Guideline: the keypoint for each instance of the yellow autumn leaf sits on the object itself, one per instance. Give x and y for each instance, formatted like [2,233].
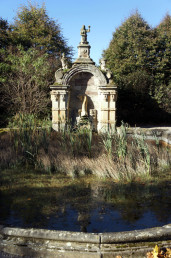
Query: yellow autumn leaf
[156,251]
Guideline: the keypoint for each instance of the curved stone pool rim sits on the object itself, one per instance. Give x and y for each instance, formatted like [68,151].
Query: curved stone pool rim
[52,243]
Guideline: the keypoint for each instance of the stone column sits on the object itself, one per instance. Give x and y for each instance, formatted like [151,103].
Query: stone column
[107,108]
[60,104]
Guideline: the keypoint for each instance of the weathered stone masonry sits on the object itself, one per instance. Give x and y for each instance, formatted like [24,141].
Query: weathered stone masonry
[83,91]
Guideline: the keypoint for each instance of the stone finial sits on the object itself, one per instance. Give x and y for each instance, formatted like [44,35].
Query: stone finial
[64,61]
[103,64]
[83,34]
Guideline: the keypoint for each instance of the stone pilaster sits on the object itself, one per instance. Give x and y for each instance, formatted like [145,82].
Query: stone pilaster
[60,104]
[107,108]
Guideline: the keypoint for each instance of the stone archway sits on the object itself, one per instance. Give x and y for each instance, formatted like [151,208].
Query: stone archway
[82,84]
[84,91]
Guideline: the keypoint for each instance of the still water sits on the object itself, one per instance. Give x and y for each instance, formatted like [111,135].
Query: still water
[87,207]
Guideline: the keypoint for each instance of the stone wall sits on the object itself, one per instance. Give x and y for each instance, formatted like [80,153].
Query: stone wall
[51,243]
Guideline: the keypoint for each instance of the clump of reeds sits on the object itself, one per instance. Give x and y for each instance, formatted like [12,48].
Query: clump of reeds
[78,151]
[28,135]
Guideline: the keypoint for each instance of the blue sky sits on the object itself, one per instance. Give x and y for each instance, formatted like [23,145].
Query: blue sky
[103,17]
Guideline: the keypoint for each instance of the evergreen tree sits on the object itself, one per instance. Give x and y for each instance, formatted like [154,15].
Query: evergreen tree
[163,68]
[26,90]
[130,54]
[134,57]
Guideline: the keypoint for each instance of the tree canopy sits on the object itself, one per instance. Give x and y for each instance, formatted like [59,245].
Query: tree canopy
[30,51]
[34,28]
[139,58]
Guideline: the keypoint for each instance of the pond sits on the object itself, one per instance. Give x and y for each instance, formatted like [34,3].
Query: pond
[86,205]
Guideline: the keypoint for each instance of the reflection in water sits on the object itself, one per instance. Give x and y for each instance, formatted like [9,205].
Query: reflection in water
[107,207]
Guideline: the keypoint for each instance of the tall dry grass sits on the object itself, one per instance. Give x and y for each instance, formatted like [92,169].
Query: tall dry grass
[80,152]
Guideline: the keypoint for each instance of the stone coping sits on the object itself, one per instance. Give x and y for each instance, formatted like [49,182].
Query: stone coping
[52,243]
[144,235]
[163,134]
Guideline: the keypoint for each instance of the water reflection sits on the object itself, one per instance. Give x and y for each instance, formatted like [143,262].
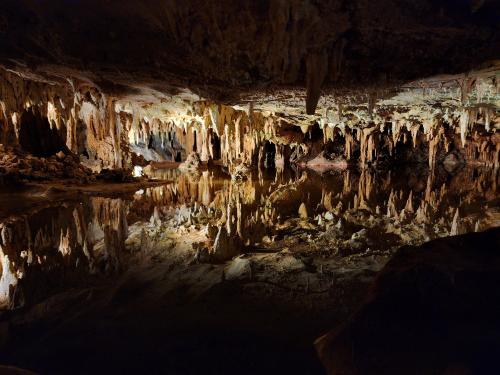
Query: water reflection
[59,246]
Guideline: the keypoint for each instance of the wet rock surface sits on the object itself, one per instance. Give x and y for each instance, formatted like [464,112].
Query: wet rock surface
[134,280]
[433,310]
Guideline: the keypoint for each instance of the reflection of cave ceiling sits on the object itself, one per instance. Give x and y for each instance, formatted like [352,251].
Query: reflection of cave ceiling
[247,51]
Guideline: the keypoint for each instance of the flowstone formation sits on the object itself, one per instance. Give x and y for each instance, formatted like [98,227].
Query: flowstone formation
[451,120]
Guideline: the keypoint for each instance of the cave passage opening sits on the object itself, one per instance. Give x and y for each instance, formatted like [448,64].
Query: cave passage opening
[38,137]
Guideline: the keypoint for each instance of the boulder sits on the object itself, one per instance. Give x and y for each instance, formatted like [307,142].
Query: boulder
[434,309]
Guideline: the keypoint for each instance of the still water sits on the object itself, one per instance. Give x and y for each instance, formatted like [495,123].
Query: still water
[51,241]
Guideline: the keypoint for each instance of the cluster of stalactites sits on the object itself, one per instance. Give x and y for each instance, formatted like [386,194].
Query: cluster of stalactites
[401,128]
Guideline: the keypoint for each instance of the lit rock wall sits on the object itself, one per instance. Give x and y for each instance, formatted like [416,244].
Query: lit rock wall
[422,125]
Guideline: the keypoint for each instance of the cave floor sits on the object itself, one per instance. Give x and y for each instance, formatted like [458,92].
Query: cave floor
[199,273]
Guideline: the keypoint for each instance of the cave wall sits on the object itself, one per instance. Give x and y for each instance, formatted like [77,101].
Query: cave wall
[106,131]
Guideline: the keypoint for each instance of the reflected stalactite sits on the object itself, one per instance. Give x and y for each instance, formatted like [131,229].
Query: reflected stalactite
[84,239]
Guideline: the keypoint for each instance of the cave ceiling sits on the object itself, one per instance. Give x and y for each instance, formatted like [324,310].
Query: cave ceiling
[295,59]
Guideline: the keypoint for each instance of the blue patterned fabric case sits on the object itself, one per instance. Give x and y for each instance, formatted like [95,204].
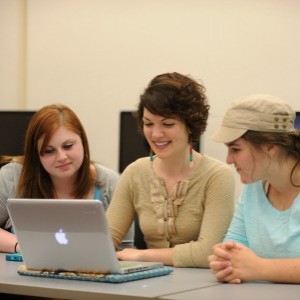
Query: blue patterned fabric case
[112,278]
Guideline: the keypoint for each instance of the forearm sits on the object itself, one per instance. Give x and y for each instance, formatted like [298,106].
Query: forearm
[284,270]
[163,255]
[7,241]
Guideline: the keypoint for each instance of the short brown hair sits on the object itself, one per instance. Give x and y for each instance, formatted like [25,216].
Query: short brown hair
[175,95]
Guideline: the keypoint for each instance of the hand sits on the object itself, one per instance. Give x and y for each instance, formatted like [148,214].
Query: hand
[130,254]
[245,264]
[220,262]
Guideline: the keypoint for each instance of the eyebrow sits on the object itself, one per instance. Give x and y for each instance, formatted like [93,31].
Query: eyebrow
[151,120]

■ ■ ■ ■ ■

▸ TASK DIRECTIONS: The response must repeat all the lines above exactly and include no pictures.

▸ OUTPUT:
Guideline: the keypoint for each instance of the yellow autumn leaf sits on the object itself, one per instance. Give x and y for each instance, formatted like [2,233].
Query: yellow autumn leaf
[156,251]
Guideline: the keypoint for each instance of the curved stone pool rim sits on the object itself, one per instance. Give x and y for each instance, formatted like [68,151].
Query: curved stone pool rim
[52,243]
Guideline: the keypoint for each instance of the stone column sits on the object itself, one per instance. Give x and y for each instance, formatted like [151,103].
Query: stone column
[107,108]
[60,104]
Guideline: the keypoint for each instance of the weathered stone masonry sits on the object itself, one per instance. Give x and y for each instance, formatted like [24,141].
Query: weathered stone masonry
[83,91]
Guideline: the keypoint for each instance of the stone finial sits on the object itself, one per instance. Give x and y for each instance, formatted like [44,35].
Query: stone finial
[64,61]
[103,64]
[83,34]
Guideline: the keypoint for each instance of the stone pilaster sits on the object itself, one per instance. Give x and y for each instance, formatted like [145,82].
Query: stone pilaster
[60,104]
[107,108]
Guideline: the keypoint for each instance of the stone archway sits on the object itself, one per instance. Give x and y for each instance, formatted like [151,208].
Query: stone archway
[82,84]
[84,91]
Guideline: the keypoint for each instance of the still water sits on the object itself, one per instance. Give x and y for each instance, formatted like [111,135].
Query: still water
[87,207]
Guideline: the keypoint for each instance of the stone wall sits on the object itself, one per instance. Give x and y for each instance, formatted like [80,153].
Query: stone wall
[51,243]
Guideline: the keypoint for each instance of the clump of reeds sits on the object itself, one per instance. Give x and y for each instance, formatted like [12,48].
Query: clump of reeds
[78,151]
[28,135]
Guideline: the keypoint for each instance of the blue sky sits on the object itself, one per instance. Give x and y for each instance, formatted like [23,145].
Query: blue sky
[103,17]
Guideline: the keypoint for each instance of the evergreen tree sits on the object itself, one per instance. Give x and y for each instance, formatted like [154,15].
Query: evergreen tree
[163,68]
[26,90]
[130,54]
[134,57]
Guideline: the keypoint for each instance of the tree canopy sits on the object itself, one per instance. Give x and y for each instance, formatted like [59,245].
Query: tree canopy
[30,51]
[34,28]
[139,58]
Guideline: the keypoint for each instance of the pond sits on the object itself, one per instance. Give x and y for each instance, formatted like [34,3].
Query: pond
[86,205]
Guideline: the keypoint for each instance of the reflection in water sits on the object itself, one per instance. Give x and y for each instance, formatted like [9,205].
Query: reflection in water
[107,207]
Guideline: the keypoint for each instance of the tall dry grass sits on the object itself, one per instance. Give x and y for each instance, formatted like [92,169].
Query: tall dry grass
[80,152]
Guideline: the keypoint for each instance of the stone coping sits on the object itself, one per instance. Give x and y for each instance, formatted like [49,182].
Query: stone coping
[52,243]
[144,235]
[163,134]
Guideline: the keypoint for each instance of the water reflection sits on the object itself, one per instance. Give x and y for each instance, formatted like [143,262].
Query: water reflection
[59,246]
Guideline: the keypoint for each instance of the wet rock surface sits on the object itself, one per instance. Give x and y for each instance, formatted like [464,112].
Query: wet rock surface
[134,280]
[433,310]
Guideline: the keypoint for each instance of the reflection of cave ceiling sits on the object itself, one per instance. Give x and y for each instance, formatted like [352,251].
Query: reflection of cave ceiling
[247,51]
Guideline: the keypoint for each instance of the flowstone formation sits on the object itself, one per instance. Give x and y for each instance, formatted like [98,227].
Query: flowstone formation
[451,120]
Guideline: the keypoint for each instance of the cave passage opening sits on the object itself, one per instance. Give x and y for each instance, formatted like [448,64].
Query: cave passage opening
[38,137]
Guideline: the keypoint for each instance of the boulder sits on the object itself, one per instance. Give x and y for each instance, formatted like [307,142].
Query: boulder
[434,309]
Guideline: the keypoint for each instance of the still water sits on the object itself, one per instance. Give x and y for each instance, formatted like [495,123].
Query: still water
[51,241]
Guideline: the keypoint for each instance of the cluster of stalactites sits on the object itself, one per instance. Give x and y for each instance, formatted like [386,194].
Query: cluster of stalactites
[401,128]
Guideline: the keypoint for each instance of the lit rock wall sits on the object itself, one per instance. Give x and y for each instance, formatted like [416,244].
Query: lit rock wall
[422,125]
Guideline: the keypoint for each instance of the cave floor sits on the object itself, one per instance. Give x and y for each instance, formatted like [458,92].
Query: cave floor
[199,273]
Guideline: the keypoint for each instance of the cave wall sits on the object itself, one per instance. Give x and y for each instance, formatted like [77,101].
Query: cave wall
[106,131]
Guideline: the keypoint for each instance of the reflected stalactite sits on the object itself, one per instance. Give x and y for each instance, formatted like [131,229].
Query: reflected stalactite
[84,239]
Guideline: the keypoint for each instance of the cave ceiling sits on the object itself, one per instance. Give x and y for each instance, formatted like [324,310].
Query: cave ceiling
[295,59]
Guideline: the keypoint for each instance of the blue patterned fabric case sits on the object itself, one per instance. Give x and y for each instance, formatted like [95,204].
Query: blue patterned fabric case
[112,278]
Guideline: the keypoint for each instance of the forearm sits on the object itself, one per instance. Give x and y for each instance, formatted like [298,106].
Query: forearm
[284,270]
[163,255]
[7,241]
Guideline: the keypoint for each instance of the short brown hair sits on the object itself, one per instance. Give x and y for each instance, formatted like [25,216].
Query: short brown hair
[175,95]
Guideline: the keypoint for each instance of the hand sits on the object itself, one per instance. Give x and y for each instance, formatted like [148,214].
Query: hand
[130,254]
[245,264]
[220,262]
Guideline: the keypoint for each instance of the eyebrow sits on the object itself, one per instance. Give x and y for each instance, formatted like [93,31].
Query: eyebrow
[151,120]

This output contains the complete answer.